◆ **What you are asked to do**: Copy out all of the records, exactly as they appear.

◆ **Supplied entries**:
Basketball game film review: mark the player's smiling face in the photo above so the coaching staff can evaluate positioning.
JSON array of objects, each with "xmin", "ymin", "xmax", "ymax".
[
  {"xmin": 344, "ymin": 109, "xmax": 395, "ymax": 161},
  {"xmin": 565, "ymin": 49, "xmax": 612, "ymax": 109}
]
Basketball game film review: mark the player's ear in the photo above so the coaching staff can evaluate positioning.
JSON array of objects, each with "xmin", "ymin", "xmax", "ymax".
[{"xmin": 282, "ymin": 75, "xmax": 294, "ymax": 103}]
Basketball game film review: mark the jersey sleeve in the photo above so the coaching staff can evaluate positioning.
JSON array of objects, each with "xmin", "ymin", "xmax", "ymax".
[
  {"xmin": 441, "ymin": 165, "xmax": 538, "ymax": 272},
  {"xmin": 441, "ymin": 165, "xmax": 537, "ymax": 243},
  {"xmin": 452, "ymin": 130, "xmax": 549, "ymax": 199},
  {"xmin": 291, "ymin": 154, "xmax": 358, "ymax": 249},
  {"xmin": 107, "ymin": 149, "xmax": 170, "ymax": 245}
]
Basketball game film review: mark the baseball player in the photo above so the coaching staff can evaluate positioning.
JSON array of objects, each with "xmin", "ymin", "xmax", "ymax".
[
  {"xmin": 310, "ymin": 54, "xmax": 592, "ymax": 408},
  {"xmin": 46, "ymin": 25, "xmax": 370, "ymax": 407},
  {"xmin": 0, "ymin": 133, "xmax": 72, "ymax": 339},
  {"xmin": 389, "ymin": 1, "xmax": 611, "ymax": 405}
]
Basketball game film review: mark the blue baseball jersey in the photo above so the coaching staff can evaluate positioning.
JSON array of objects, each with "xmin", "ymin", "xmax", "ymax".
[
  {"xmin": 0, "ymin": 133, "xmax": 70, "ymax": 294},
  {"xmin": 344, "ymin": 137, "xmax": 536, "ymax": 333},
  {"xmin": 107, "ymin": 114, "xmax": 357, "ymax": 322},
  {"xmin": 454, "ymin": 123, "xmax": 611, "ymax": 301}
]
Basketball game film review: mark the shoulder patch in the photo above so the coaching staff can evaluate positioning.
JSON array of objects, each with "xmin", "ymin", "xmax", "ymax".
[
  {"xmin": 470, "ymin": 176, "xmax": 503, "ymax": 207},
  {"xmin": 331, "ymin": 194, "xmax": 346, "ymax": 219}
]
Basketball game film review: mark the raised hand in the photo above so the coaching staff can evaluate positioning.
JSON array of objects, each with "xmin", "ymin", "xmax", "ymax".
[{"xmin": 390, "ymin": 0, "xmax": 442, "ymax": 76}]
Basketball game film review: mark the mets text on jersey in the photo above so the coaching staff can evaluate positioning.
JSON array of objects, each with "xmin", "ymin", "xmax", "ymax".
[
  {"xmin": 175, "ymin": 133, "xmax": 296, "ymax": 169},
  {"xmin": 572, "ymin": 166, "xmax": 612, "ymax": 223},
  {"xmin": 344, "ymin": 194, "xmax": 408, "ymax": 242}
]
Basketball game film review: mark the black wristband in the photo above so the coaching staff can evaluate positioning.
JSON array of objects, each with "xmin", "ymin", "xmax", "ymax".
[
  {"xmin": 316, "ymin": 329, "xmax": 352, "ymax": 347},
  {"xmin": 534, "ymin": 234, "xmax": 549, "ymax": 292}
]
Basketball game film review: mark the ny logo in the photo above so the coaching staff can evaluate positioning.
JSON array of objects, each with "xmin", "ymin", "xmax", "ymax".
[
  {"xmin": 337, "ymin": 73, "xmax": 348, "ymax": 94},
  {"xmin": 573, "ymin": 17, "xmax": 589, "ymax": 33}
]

◆ **Answer box**:
Basketball game film review: mark the player's smiling face in the photo above so the coaching staff can evaluate positioning.
JSON array of objects, each with "xmin", "ymin", "xmax", "ymax".
[
  {"xmin": 344, "ymin": 109, "xmax": 395, "ymax": 161},
  {"xmin": 565, "ymin": 49, "xmax": 612, "ymax": 109}
]
Basketball game film review: mark the player's ear in the photo above so the coaching staff can evaluate positioning.
JSON array of objects, each with "xmin", "ymin", "xmax", "ymax".
[{"xmin": 282, "ymin": 75, "xmax": 294, "ymax": 103}]
Basketball game film review: mark the jersey sleeve in the photo above so the coaching staff can evaluate positioning.
JSON array of objects, each with "xmin", "ymin", "xmax", "ymax".
[
  {"xmin": 441, "ymin": 165, "xmax": 538, "ymax": 272},
  {"xmin": 441, "ymin": 165, "xmax": 537, "ymax": 243},
  {"xmin": 452, "ymin": 130, "xmax": 549, "ymax": 199},
  {"xmin": 291, "ymin": 154, "xmax": 358, "ymax": 249},
  {"xmin": 107, "ymin": 149, "xmax": 170, "ymax": 245}
]
Basketball game film review: mark the baseball player in the photo above so the coaching staff can evaluate positioning.
JSON array of objects, each with "xmin", "ymin", "xmax", "ymax".
[
  {"xmin": 310, "ymin": 54, "xmax": 592, "ymax": 408},
  {"xmin": 46, "ymin": 25, "xmax": 370, "ymax": 407},
  {"xmin": 0, "ymin": 133, "xmax": 72, "ymax": 339},
  {"xmin": 389, "ymin": 1, "xmax": 611, "ymax": 405}
]
Basketball game film review: mark the blue baseball jersey in the photo above so the coaching staff can evaluate positioning.
JSON array of objects, each with "xmin", "ymin", "xmax", "ymax".
[
  {"xmin": 0, "ymin": 133, "xmax": 70, "ymax": 294},
  {"xmin": 344, "ymin": 137, "xmax": 536, "ymax": 333},
  {"xmin": 107, "ymin": 114, "xmax": 357, "ymax": 322},
  {"xmin": 454, "ymin": 123, "xmax": 611, "ymax": 301}
]
Basketball game film review: mark the shoulder patch in the photo above so the coaching staff can evaluate positioning.
JSON array of objects, each with "xmin", "ymin", "xmax", "ymax".
[
  {"xmin": 470, "ymin": 176, "xmax": 503, "ymax": 207},
  {"xmin": 331, "ymin": 194, "xmax": 346, "ymax": 219}
]
Basketball game film review: mark the raised hand in the photo above so the coaching staff can evaluate positioning.
JSON array of objects, each with "xmin", "ymin", "xmax", "ymax".
[{"xmin": 390, "ymin": 0, "xmax": 442, "ymax": 76}]
Basketball game film review: mark the mets text on jersey in the photo above so the coaching staff can evaluate positioning.
JSON array of objects, each with "xmin", "ymin", "xmax", "ymax".
[
  {"xmin": 175, "ymin": 133, "xmax": 296, "ymax": 169},
  {"xmin": 572, "ymin": 166, "xmax": 612, "ymax": 223},
  {"xmin": 344, "ymin": 194, "xmax": 408, "ymax": 242}
]
Basketball game film review: mark the black wristband in the photo above so the coaching staff can evaluate positioning.
JSON array of objects, each with "xmin", "ymin", "xmax", "ymax".
[
  {"xmin": 316, "ymin": 329, "xmax": 352, "ymax": 347},
  {"xmin": 534, "ymin": 234, "xmax": 549, "ymax": 292}
]
Basketball game film review: mark the ny logo in the photo above so the coaching staff can evaluate positioning.
JSON array of objects, each with "xmin", "ymin", "xmax", "ymax".
[
  {"xmin": 337, "ymin": 73, "xmax": 348, "ymax": 94},
  {"xmin": 573, "ymin": 17, "xmax": 589, "ymax": 33}
]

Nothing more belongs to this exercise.